*** Opening of Selected excerpt ***
Kirti Kamal Bhuyan Springtime Rongali Bihu stands as the most popular of all the prime festivals of the Assamese people. While Bohag represe...
Kirti Kamal Bhuyan
Springtime Rongali Bihu stands as the most popular of all the prime festivals of the Assamese people. While Bohag represents the first month of the Assamese calendar year, etymologically the word ‘Rongali’ derives from the noun ‘rong’, meaning both colour and fun. And so, quite expectedly, Rongali Bihu is the festival of colour as showcased by Mother Nature around, as also of fun and frolic being indulged in by the people at large. And the Bihu songs -known both as Bihugeet and Bihunaam in Assamese - are pivotal as an accompaniment to the dance and music that mark the Bihu festivities. There is also Bonghosha or ‘pastoral songs’ as Dr. Prafulladutta Goswami, the eminent scholar and critic, puts it, terming it as an “extension of Bihunaam” which is a highly erotic version of Bihunaam itself, usually sung antiphonally by young men and women in the open – river ghats, fields, under big trees or in groves away from home. However, presumably during Ahom rule, this genre of songs was forbidden when the innovation of husori took place in order to make husori and Bihu presentable before the regal audience.
Bihu is primarily associated with the fertility cult entrenched in Assam’s agrarian past. And this cult used to subscribe to the theory of motherhood of Earth. This helped the belief to gain ground in society that it is possible to goad Mother Earth’s youthfulness, as well as urge Her to produce crops through the vibrations wrought upon Her surface by ceremonial Springtime dancing by energetic young men and women clad in the best of attire. And this is why our Bihugeet revolves around Assam’s pastoral life, marked by farming, animal husbandry, spinning and weaving, fishing and socio-cultural and religious occasions.
There is not even a single detail in the entire gamut of Assam’s pastoral life that Bihu songs have left untouched. But it is love – ubiquitous, universal trait–that reigns supreme as far as Bihu songs are concerned. A large number of Bihu songs embody the spirit of love. There is a saying that if a young heart fails to make love in the regal presence of Rituraj Basanta, whose advent itself spreads romance in the air, then he or she is a failure as a youngster.
*** Close of Selected excerpt ***
Please take the Rongali Bihu article further, picking up right after its final sentence. The listing that comes next has nothing to do with the Rongali Bihu article.
*** Opening of Stored data ***
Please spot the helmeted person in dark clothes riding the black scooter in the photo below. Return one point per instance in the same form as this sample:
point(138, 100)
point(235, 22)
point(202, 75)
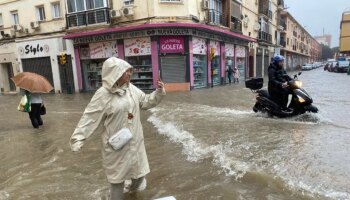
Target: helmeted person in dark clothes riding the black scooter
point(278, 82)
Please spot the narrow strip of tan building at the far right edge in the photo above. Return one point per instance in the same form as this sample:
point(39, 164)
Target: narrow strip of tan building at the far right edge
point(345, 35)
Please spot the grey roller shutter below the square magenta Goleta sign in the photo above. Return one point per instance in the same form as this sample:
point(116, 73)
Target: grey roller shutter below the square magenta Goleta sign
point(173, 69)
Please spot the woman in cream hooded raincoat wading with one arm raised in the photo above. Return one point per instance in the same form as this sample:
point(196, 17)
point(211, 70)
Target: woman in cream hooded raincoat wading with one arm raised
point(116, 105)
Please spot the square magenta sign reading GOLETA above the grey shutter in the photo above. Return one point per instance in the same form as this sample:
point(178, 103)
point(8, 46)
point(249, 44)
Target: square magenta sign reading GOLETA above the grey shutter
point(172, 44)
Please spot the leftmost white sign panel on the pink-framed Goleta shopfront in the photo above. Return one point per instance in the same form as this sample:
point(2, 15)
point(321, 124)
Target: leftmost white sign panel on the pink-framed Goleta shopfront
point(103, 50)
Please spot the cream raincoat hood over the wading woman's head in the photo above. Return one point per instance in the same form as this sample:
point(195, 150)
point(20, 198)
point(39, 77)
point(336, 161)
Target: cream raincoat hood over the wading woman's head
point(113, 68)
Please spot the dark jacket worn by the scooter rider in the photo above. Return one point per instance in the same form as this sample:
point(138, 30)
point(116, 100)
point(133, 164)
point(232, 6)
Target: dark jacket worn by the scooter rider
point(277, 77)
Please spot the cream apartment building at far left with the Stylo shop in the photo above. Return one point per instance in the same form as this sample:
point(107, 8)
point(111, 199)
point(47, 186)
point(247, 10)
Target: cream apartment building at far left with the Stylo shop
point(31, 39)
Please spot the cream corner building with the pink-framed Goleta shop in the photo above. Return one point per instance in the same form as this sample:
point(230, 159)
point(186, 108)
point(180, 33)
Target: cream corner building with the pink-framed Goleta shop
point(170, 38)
*** Close of Stored data ***
» **Output below**
A Bihu song is a quatrain with identical rhythms. While the first two lines speak of an eternal truth about life, death, world, God, etc., or a particular situation happening in the realm of nature, the concluding two lines bare the heart of the singer. A Bihu song is set to a catchy tune depending on its content. Bihu songs pertaining to love allude to one’s yearning for one’s sweetheart, the melancholy of separation, or the irresistible will to attain one’s love. And a lot of these songs are antiphonal in character – every single piece is sung to one’s beloved who, in turn, responds by singing his or her version. Here’s an example where a young man sings to his love-
“Nolile halile nodali bholuka
Potharole halile kako
Kher xukuwadi xukaiso aijoni
Kaloi sinta kori thako?"
(Leand onto the river the riverside bholuka bamboo
While onto the farmland leans the kako bamboo
Who are you worried about
That has come to be so telling upon your health
As you are thinning
Like a piece of dried hay?)
The beloved, a damsel, responds-
“Nixare horili tuponi dhone oi
Bhokore horili bhaat
Toloi sinta kori thakote najano
Ki hoise xorilor gaat”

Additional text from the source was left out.